── Data supplied ──

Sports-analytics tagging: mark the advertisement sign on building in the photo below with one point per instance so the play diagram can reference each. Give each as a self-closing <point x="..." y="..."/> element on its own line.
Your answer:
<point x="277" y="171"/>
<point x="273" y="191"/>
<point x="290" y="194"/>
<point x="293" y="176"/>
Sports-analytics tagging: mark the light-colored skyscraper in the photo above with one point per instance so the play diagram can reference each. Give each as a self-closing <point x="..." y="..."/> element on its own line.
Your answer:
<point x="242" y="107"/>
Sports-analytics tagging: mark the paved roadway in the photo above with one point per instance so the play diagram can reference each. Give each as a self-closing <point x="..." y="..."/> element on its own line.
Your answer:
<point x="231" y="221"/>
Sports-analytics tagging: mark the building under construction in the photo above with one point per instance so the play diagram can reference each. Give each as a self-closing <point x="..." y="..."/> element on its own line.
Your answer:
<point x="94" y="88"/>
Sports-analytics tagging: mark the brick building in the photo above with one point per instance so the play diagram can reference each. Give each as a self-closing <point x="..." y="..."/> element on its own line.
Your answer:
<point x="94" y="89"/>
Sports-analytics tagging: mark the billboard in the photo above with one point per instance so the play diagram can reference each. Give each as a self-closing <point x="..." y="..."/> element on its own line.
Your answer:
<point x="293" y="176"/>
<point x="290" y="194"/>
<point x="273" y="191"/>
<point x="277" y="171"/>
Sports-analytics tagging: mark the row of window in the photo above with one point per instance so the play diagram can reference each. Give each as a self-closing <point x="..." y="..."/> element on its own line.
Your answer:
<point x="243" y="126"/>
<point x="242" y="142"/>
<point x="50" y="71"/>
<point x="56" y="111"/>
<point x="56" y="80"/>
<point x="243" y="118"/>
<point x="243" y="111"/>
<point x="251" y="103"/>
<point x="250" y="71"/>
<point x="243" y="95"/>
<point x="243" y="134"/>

───

--- Work to be completed ---
Could you output every record above exactly as written?

--- Result ---
Sports-analytics tagging: mark the advertisement sign on building in the photo below with one point per instance so the play diagram can reference each. Give each as a self-closing <point x="..." y="..."/> element on its own line.
Your answer:
<point x="277" y="171"/>
<point x="273" y="191"/>
<point x="290" y="194"/>
<point x="293" y="176"/>
Sports-analytics tagging: mark the light-colored skyscraper in the photo above with one point per instance so the play diagram can reference each. Give each as a self-closing <point x="..." y="..."/> element on its own line.
Your answer:
<point x="242" y="107"/>
Sports-analytics tagging: mark the paved roadway in the photo above with one point per instance so the play diagram can reference each. Give each as a self-closing <point x="..." y="..."/> element on its own line.
Your answer:
<point x="231" y="221"/>
Sports-analytics tagging: mark the building under construction in the photo above with one point per instance so the play diagram can reference each. Give each as a self-closing <point x="..." y="..."/> element on its own line.
Your answer:
<point x="94" y="88"/>
Sports-analytics tagging: mark the brick building in the photo above with one point per instance so the play diagram can reference each. Give each as a self-closing <point x="..." y="..."/> element on its own line.
Your answer:
<point x="94" y="89"/>
Sports-analytics tagging: mark the billboard in the photo above with one point per instance so the play diagram can reference each. Give each as a self-closing <point x="..." y="..."/> element on its own line.
Your answer:
<point x="293" y="176"/>
<point x="290" y="194"/>
<point x="273" y="191"/>
<point x="277" y="171"/>
Sports-analytics tagging: mark the row of window in the photo above with one point per instance so the play diagram can reference each. Give each as a self-closing <point x="..." y="..."/> element on its own line.
Your answer:
<point x="243" y="126"/>
<point x="242" y="142"/>
<point x="50" y="71"/>
<point x="56" y="111"/>
<point x="56" y="80"/>
<point x="243" y="118"/>
<point x="243" y="111"/>
<point x="251" y="103"/>
<point x="250" y="71"/>
<point x="243" y="95"/>
<point x="243" y="134"/>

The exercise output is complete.